Minimnya
data tentang pesantren, baik berupa manuskrip atau peninggalan sejarah lain
yang menjelaskan tentang awal sejarah pesantren, menjadikan
keterangan-keterangan yang berkenaan dengannya sangat beragam. Asal usul dan
kapan persisnya munculnya pesantren di Indonesia sendiri belum bisa diketahui
dengan pasti.
Pasalnya meski mayoritas
para peneliti, seperti Karel Steenbrink, Clifford Geerts, dan yang lainnya,
sepakat bahwa pesantren merupakan lembaga pendidikan tradisional asli
Indonesia, namun mereka mempunyai pandangan yang berbeda dalam melihat proses lahirnya
pesantren. Setidaknya perbedaan pandanga ini dapat dikategorikan dalam dua
kelompok besar.[1]
Pertama,
kelompok ini berpendapat bahwa pesantren merupakan hasil kreasi anak bangsa
setelah mengalami persentuhan budaya dengan budaya pra-Islam. Pesantren
merupakan sistem pedidikan Islam yang memiliki kesamaan dengan sistem
pendidikan Hindu-Budha. Pesantren disamakan dengan mandala dan asrama dalam
khazanah lembaga pendidikan pra-Islam.
Nurcholis
Madjid menegaskan pesantren mempunyai hubungan historis dengn lembaga pra-Islam
yang sudah ada semenjak kekuasaan Hindu-Budha, sehingga tinggal meneruskannya
melalui proses Islamisasi dengan segala bentuk penyesuaian dan perubahannya. Termasuk
dalam kelompok ini adalah Th. G. Th. Pigeaud dalam bukunya, Java in the
Fourteenth Century; Zamarkhsary Dhofier dalam Kitab Kuning: Studi Tetang
Pandangan Kyai, dan Nurcholis Madjid dalam Bilik-Bilik Pesantren.[2]
Kedua,
kelompok yang berpendapat bahwa pesantren diadopsi dari lembaga pendidikan
Islam Timur-Tengah. Kelompok ini meragukan pendapat yang pertama bahwa lembaga
mandala dan asrama yang sudah ada
semenjak zaman Hindu-Budha merupakan tempat berlangsungnya pengajaran tekstual sebagaimana
di pesantren. Termasuk dalam kelompok ini adalah Martin Van Bruinessen, salah
seorang sarjana Barat yang concern terhadap sejarah perkembangan dan tradisi
pesantren di Indonesia.[3]
Martin
Van Bruinessen menyatakan tidak mengetahui kapan pesantren muncul untuk pertama
kalinya.Namun, memang banyak pihak yang menyebut dengan berpijak pada pendapat
sejarawan yang banyak mengamati kondisi masyarakat Jawa, Pigeud dan de Graaf
yang menyatakan bahwa pesantren sudah ada semenjak abad ke 16. Namun tidak
jelas, apakah semua itu merupakan lembaga pendidikan tempat pengajaran
langsung.

Data yang Diberikan:
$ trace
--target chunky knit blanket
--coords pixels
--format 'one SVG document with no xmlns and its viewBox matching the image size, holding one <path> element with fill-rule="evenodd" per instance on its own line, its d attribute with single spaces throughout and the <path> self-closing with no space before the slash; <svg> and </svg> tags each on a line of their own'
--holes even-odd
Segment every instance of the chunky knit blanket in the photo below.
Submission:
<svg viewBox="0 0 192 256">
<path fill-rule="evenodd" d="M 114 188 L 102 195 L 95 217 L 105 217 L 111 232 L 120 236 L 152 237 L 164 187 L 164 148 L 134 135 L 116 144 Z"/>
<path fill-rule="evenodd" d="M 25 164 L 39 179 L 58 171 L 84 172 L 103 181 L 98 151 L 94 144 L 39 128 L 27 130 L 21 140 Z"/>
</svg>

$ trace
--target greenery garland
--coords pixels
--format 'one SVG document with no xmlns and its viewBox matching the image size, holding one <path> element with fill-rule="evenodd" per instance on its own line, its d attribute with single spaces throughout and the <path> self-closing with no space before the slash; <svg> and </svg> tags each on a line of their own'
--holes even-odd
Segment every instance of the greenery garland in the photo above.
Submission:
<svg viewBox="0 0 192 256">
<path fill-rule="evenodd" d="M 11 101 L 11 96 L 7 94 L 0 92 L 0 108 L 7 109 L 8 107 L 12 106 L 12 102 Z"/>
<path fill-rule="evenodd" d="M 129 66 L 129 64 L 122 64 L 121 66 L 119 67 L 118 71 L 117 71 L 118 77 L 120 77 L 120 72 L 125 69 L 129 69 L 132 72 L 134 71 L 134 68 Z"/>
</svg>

Tugas Anda:
Lanjutkan teks tentang asal usul pesantren di Indonesia, mulai setelah kalimat terakhirnya.

Hasil Tugas:
Lebih
jauh lagi, Martin juga menyangkal pendapat yang menyatakan, pesantren ada
seiring dengan keberadaan Islam di Nusantara. Menurutnya, pesantren muncul
bukan sejak masa awal islamisasi, tetapi baru sekitar abad ke-18 dan berkembang
pada abad ke-19 M. Meski pada abad ke-16 dan ke-17 sudah ada guru yang
mengajarkan agama Islam di masjid dan istana yang memungkinkan pesantren berkembang
dari tempat-tempat tersebut, namun tegas Martin, pesantren tersebut baru muncul
pada era belakangan. Hal ini terbukti dengan ditemukannya istilah pesantren
dalam karya-karya sastra klasik Nusantara, seperti dalam Serat Centini dan Serat
Cebolek. Bahkan, istilah pondok pesantren juga tidak dijumpai dalam dua naskah
lama yang ditulis pada abad ke-16 dan ke-17 yakni Wejangan Seh Bari dan Sejarah
Banten.[4]
Dalam
lintas sejarah, di era kemerdekaan Alwi Shihab menegaskan bahwa Syaikh Maulana
Malik Ibrahim atau sunan Gresik (w. 1419 H) merupakan orang pertama yang
membangun pesantren sebagai tempat mendidik dan menggembleng para santri.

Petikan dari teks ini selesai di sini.